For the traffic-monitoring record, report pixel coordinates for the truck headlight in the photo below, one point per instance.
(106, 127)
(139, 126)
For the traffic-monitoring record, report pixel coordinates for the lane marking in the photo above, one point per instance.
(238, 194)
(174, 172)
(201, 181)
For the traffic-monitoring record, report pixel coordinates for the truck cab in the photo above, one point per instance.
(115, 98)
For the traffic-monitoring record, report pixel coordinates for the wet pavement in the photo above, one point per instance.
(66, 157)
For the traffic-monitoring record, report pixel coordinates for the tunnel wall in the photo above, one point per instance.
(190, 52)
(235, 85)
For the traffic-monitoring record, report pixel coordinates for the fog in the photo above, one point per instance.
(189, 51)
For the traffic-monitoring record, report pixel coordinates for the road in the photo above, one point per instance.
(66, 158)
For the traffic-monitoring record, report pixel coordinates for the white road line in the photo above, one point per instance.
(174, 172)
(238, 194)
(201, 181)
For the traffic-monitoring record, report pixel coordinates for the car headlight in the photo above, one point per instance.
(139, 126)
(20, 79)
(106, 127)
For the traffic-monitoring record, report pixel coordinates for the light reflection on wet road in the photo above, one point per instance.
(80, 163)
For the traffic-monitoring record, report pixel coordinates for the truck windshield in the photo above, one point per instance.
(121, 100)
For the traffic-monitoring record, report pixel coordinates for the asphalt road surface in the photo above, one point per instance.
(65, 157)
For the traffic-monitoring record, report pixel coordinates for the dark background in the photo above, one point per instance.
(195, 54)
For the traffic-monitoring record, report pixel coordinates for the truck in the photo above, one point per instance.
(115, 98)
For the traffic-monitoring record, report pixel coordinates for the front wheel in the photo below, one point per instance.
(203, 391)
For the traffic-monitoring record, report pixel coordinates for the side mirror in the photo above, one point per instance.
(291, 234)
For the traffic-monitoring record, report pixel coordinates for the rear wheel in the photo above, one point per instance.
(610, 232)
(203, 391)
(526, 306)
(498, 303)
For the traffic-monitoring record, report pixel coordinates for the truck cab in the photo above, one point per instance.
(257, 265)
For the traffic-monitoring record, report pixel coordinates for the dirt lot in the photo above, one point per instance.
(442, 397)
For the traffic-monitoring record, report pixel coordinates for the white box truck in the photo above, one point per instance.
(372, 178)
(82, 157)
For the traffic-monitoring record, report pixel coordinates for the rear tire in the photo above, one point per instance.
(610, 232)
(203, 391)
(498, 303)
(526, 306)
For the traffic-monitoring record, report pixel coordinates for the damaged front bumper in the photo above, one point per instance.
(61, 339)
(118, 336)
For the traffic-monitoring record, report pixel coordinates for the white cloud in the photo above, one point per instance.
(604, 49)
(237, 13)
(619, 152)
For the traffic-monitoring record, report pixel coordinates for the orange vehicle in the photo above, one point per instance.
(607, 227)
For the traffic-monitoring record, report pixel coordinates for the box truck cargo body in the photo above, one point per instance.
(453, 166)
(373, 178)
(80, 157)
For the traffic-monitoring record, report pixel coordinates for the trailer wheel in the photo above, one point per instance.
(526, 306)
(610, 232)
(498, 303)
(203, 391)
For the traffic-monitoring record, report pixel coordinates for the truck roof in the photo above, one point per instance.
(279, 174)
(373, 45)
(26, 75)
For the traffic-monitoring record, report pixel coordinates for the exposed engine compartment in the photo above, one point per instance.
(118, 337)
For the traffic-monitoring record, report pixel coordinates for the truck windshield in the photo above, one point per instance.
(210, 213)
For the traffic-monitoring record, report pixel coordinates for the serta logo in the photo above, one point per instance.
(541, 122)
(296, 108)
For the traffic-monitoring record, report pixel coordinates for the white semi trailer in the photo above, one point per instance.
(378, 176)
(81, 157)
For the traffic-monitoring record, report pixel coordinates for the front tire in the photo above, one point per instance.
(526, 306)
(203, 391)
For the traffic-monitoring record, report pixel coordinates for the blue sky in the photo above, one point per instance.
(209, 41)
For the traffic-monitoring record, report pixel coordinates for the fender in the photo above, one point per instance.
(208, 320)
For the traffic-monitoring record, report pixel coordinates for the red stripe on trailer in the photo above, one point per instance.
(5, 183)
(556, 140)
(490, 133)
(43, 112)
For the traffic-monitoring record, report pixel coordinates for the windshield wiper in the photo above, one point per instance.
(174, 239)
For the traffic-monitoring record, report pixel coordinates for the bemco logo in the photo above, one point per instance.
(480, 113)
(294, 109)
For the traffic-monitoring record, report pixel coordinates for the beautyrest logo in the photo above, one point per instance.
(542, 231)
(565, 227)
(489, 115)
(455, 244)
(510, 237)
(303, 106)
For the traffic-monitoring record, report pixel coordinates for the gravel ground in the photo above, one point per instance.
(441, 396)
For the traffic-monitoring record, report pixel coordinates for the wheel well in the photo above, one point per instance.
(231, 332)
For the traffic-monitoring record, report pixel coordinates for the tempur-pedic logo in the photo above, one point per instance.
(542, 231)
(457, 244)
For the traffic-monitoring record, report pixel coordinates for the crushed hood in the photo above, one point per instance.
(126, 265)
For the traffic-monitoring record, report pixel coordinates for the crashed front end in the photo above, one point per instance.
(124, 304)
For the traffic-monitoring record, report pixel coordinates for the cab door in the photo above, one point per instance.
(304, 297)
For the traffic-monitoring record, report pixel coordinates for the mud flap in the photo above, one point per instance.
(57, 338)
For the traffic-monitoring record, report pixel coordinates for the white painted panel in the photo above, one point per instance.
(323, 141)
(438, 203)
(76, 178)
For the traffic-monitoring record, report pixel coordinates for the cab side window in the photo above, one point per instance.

• **TASK TO COMPLETE**
Exact output of every entry is required.

• **EXERCISE RESPONSE**
For the traffic-monitoring record, report pixel coordinates for the truck headlight in the photo below, one point per instance.
(106, 127)
(139, 126)
For the traffic-monitoring record, report pixel coordinates for the lane marking in the photo above, one point per instance.
(238, 194)
(174, 172)
(201, 181)
For the traffic-monitoring record, report pixel coordinates for the truck cab in the photo above, one point per instance.
(115, 98)
For the traffic-monitoring record, report pixel coordinates for the wet pavement in the photo above, one point per instance.
(66, 157)
For the traffic-monitoring record, report pixel coordinates for the tunnel wall in the photo above, one point per instance.
(190, 52)
(235, 85)
For the traffic-monitoring record, report pixel coordinates for the fog in the photo above, one point per instance.
(189, 51)
For the traffic-monitoring record, report pixel coordinates for the road in the photo above, one point per instance.
(66, 158)
For the traffic-monitoring record, report pixel coordinates for the white road line in the photo above, one point per instance.
(174, 172)
(238, 194)
(201, 181)
For the traffic-monitoring record, report pixel coordinates for the car headlight in the photo above, one point per instance.
(139, 126)
(20, 79)
(106, 127)
For the traffic-monitoring record, report pixel coordinates for the light reflection on wet road in the photo above, one point per instance.
(80, 163)
For the traffic-monitoring record, report pixel coordinates for the truck windshield in the photo above, one point per instance.
(121, 100)
For the traffic-monitoring record, report pixel coordinates for the asphalt road surface in the photo above, one point per instance.
(65, 157)
For the traffic-monitoring record, report pixel coordinates for the dark background in the photo above, one point per instance.
(195, 54)
For the traffic-monitoring record, report pixel coordinates for the truck in the photo above, one point per instance.
(115, 98)
For the traffic-monitoring record, report pixel coordinates for the front wheel in the photo below, one point per instance.
(203, 391)
For the traffic-monitoring record, report pixel coordinates for the side mirror in the photo above, one point per instance.
(291, 234)
For the traffic-monitoring record, report pixel coordinates for the rear wheel in the photo above, one point per instance.
(610, 232)
(203, 391)
(526, 306)
(498, 303)
For the traffic-monitoring record, report pixel coordinates for the truck cab in the photo above, one point per instance.
(257, 265)
For the traffic-monitoring record, report pixel coordinates for the dirt lot in the photo above, one point per instance.
(442, 397)
For the traffic-monitoring record, report pixel coordinates for the white box truck in the photo above, one point per instance.
(372, 178)
(82, 157)
For the traffic-monitoring record, report pixel coordinates for the rear tire in the photo above, one point per instance.
(610, 232)
(203, 391)
(498, 303)
(526, 306)
For the traffic-monitoring record, report pixel coordinates for the damaged front bumper in the photo above, one point per instance.
(61, 339)
(118, 336)
For the traffic-monitoring record, report pixel coordinates for the white cloud in the photo above, one point per instance.
(604, 49)
(237, 13)
(619, 152)
For the traffic-monitoring record, report pixel coordinates for the orange vehicle in the photo above, one point per instance.
(607, 227)
For the traffic-monitoring record, report pixel coordinates for the box truck cargo body in the photo above, one point per instance.
(453, 166)
(373, 178)
(80, 157)
For the traffic-monitoring record, report pixel coordinates for the trailer wheel in the photo above, one point per instance.
(526, 306)
(610, 232)
(498, 303)
(203, 391)
For the traffic-monitoring record, report pixel coordinates for the truck roof in the photo above, one point per instance.
(279, 174)
(373, 45)
(26, 75)
For the traffic-monitoring record, report pixel coordinates for the exposed engine compartment in the photo above, one point per instance.
(118, 337)
For the traffic-monitoring record, report pixel coordinates for the truck windshield in the photo above, one point per instance.
(210, 213)
For the traffic-monitoring record, report pixel coordinates for the serta logo in the photo above, one point per instance.
(541, 122)
(296, 108)
For the traffic-monitoring record, report pixel coordinates for the white semi trailer in the photo above, one point per instance.
(378, 176)
(81, 157)
For the traffic-monitoring record, report pixel coordinates for the front tire in the photo above, one point per instance.
(526, 306)
(203, 391)
For the traffic-monitoring record, report pixel coordinates for the blue sky in the photo above, one point per instance.
(209, 41)
For the traffic-monitoring record, report pixel coordinates for the fender in the photo above, one point per instance.
(208, 320)
For the traffic-monitoring record, report pixel coordinates for the red stripe on trailer in the photo above, one point per instance.
(5, 183)
(556, 140)
(490, 133)
(43, 112)
For the traffic-monitoring record, report pixel coordinates for the windshield wiper in the photo above, one point per instance.
(174, 239)
For the traffic-monitoring record, report pixel coordinates for the bemco logo in the photo above, one point per instance.
(480, 113)
(294, 109)
For the traffic-monitoring record, report pixel coordinates for the beautyrest logo in the photo above, one point per instance.
(542, 231)
(565, 227)
(489, 115)
(455, 244)
(510, 237)
(303, 106)
For the traffic-monitoring record, report pixel coordinates for the gravel ground in the photo above, one point per instance.
(441, 396)
For the traffic-monitoring record, report pixel coordinates for the wheel well in the photo above, one point per instance.
(231, 332)
For the traffic-monitoring record, report pixel coordinates for the tempur-pedic logo in the photo above, one point per instance.
(542, 231)
(457, 244)
For the traffic-monitoring record, report pixel coordinates for the crushed hood in the photo above, one point per instance.
(126, 265)
For the traffic-monitoring record, report pixel coordinates for the crashed front end in the photo above, one point per instance.
(124, 304)
For the traffic-monitoring record, report pixel coordinates for the cab door in the photo above, one point per instance.
(304, 297)
For the traffic-monitoring record, report pixel coordinates for the mud flap in the photo above, one point per instance.
(57, 338)
For the traffic-monitoring record, report pixel coordinates for the white painted panel in the photo above, one point per instance.
(323, 141)
(438, 203)
(76, 178)
For the traffic-monitoring record, report pixel coordinates for the cab side window in the photo above, one point per instance.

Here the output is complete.